## Activity
All that should be output is the block of lines below from the line with "positive clicks: (373, 250)" to the line with "positive clicks: (386, 297)", both included, exactly as written.
=== Provided records ===
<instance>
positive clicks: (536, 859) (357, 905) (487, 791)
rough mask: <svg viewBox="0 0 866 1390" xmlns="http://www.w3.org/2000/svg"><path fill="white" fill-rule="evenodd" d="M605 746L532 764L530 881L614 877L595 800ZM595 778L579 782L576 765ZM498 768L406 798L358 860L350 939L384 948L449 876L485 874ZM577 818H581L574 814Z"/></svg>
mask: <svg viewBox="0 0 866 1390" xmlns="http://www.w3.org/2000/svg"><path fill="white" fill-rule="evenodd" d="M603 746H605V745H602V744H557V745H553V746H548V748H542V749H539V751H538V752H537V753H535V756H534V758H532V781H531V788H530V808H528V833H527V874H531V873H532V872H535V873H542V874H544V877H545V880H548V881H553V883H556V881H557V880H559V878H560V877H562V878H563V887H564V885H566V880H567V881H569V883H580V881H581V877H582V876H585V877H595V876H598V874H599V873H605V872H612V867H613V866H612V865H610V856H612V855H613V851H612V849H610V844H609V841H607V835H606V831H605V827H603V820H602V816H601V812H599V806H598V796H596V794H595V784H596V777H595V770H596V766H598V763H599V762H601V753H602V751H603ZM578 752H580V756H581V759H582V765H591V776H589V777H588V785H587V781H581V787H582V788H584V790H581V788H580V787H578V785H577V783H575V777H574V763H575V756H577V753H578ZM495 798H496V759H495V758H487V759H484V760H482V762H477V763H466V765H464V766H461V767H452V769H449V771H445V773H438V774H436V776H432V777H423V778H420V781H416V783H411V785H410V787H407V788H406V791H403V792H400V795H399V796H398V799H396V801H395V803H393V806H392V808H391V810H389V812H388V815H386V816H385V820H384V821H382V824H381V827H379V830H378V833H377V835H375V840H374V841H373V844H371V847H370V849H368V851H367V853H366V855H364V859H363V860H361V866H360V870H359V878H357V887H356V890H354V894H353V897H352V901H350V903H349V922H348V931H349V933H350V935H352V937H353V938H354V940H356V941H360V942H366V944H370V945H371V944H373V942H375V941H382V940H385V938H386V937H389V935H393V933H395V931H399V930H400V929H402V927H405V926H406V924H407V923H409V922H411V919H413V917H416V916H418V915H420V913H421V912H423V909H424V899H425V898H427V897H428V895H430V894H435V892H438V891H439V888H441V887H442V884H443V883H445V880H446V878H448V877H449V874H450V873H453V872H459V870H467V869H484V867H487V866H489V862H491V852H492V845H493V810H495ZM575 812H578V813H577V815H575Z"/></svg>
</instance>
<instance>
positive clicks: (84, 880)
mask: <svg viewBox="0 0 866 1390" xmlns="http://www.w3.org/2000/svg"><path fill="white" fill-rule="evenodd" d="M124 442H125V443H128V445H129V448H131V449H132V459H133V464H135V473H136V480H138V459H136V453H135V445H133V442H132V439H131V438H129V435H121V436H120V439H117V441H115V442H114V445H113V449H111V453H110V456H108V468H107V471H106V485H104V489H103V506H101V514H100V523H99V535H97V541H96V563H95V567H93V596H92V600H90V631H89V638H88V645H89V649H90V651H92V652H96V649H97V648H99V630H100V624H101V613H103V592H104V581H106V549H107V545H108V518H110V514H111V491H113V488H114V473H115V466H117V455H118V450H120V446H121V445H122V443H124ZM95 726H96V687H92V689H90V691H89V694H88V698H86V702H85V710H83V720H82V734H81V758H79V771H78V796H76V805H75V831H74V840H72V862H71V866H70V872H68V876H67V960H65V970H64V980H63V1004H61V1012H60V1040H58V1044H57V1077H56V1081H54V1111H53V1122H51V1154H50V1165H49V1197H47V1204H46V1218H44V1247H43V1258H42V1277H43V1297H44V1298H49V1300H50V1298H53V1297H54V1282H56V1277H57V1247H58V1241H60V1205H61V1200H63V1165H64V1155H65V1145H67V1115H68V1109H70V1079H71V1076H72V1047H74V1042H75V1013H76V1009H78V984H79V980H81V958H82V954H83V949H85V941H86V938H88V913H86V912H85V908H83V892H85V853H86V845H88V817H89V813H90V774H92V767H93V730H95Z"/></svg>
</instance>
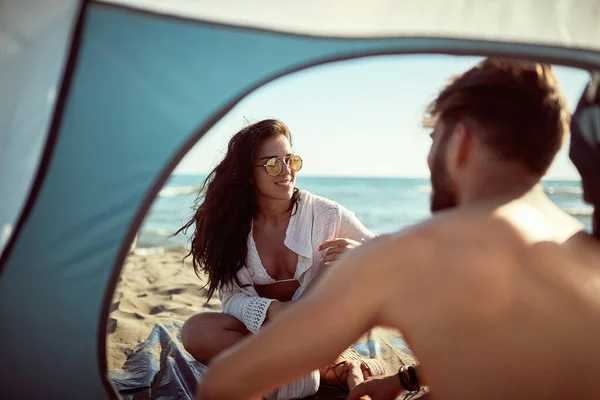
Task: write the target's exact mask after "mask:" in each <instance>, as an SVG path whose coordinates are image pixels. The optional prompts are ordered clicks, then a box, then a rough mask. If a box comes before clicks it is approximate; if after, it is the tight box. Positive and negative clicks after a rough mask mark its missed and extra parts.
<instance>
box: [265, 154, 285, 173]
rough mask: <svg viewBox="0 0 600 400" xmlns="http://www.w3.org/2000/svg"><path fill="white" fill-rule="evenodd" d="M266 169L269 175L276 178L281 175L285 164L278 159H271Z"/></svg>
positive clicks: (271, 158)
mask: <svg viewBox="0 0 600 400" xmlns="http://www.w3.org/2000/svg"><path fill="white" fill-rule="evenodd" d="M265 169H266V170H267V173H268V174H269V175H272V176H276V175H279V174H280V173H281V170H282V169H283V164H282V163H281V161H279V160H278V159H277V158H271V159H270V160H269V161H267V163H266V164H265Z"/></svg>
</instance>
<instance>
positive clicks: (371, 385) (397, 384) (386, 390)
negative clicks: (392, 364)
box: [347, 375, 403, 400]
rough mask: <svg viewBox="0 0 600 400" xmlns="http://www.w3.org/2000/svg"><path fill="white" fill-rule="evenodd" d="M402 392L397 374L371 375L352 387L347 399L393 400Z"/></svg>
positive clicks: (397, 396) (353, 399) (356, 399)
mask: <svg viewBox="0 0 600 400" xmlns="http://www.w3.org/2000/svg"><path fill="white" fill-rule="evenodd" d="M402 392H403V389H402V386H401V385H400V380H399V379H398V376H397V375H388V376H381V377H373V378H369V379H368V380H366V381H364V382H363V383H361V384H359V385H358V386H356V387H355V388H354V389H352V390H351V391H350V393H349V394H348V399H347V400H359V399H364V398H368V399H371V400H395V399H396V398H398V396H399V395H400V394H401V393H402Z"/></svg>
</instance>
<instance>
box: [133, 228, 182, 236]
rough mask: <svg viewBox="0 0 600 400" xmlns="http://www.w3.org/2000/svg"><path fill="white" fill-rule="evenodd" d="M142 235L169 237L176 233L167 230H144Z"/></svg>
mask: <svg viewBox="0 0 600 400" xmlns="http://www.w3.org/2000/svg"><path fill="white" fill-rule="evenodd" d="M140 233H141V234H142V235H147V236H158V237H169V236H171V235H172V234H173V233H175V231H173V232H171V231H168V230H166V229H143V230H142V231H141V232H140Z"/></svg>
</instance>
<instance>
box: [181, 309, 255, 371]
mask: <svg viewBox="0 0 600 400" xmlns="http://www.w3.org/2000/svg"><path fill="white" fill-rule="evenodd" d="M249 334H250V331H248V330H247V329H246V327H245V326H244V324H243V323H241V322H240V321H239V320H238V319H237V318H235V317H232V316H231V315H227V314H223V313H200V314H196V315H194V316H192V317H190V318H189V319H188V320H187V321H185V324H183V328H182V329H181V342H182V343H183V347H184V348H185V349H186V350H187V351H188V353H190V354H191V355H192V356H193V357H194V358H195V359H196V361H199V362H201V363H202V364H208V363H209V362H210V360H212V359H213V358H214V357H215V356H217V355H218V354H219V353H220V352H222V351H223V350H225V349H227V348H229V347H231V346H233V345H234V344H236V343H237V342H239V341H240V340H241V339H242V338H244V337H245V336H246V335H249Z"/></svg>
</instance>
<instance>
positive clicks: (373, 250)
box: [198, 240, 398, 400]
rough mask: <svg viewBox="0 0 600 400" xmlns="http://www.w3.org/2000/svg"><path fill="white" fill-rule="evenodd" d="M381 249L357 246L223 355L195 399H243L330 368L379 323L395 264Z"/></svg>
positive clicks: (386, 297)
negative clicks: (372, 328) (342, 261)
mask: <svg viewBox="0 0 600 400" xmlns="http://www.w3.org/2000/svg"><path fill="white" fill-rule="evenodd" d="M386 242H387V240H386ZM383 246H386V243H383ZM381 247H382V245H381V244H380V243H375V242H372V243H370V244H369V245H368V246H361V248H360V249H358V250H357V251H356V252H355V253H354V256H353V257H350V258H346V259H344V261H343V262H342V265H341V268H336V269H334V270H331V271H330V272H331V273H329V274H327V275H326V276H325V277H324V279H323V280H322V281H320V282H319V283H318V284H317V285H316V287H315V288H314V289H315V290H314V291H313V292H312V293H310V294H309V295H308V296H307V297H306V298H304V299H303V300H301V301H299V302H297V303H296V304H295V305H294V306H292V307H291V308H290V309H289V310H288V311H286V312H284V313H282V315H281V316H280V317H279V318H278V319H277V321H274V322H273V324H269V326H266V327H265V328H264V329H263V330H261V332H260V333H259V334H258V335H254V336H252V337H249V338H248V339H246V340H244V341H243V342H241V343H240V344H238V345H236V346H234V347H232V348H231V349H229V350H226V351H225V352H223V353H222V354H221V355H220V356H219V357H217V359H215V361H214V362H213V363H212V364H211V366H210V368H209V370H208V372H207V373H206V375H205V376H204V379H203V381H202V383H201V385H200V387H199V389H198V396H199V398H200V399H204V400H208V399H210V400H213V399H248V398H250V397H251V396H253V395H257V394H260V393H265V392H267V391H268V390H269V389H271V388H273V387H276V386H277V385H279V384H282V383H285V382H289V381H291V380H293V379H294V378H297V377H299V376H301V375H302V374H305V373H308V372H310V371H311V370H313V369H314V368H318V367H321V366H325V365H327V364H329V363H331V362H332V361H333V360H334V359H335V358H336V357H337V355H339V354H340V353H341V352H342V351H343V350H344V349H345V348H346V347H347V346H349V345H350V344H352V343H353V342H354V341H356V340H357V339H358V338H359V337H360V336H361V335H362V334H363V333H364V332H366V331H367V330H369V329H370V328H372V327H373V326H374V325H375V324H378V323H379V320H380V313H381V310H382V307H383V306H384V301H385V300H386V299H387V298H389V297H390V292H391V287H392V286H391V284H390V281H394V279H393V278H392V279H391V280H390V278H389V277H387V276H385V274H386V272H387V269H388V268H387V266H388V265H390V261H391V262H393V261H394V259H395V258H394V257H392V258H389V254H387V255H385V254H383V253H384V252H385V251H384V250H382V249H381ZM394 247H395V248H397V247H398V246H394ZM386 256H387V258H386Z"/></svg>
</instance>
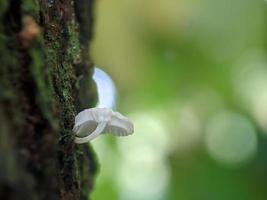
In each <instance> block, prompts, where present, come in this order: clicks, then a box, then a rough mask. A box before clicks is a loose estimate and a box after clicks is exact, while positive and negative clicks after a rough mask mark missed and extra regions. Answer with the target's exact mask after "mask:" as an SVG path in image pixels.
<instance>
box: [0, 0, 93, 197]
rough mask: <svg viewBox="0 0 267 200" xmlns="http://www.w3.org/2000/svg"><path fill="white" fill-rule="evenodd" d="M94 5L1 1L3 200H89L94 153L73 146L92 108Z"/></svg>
===
## Finished exercise
positive clicks: (373, 250)
box: [198, 240, 398, 400]
rough mask: <svg viewBox="0 0 600 400" xmlns="http://www.w3.org/2000/svg"><path fill="white" fill-rule="evenodd" d="M381 249L357 246L223 355L195 399H243L330 368L379 323L395 264Z"/></svg>
positive clicks: (386, 297)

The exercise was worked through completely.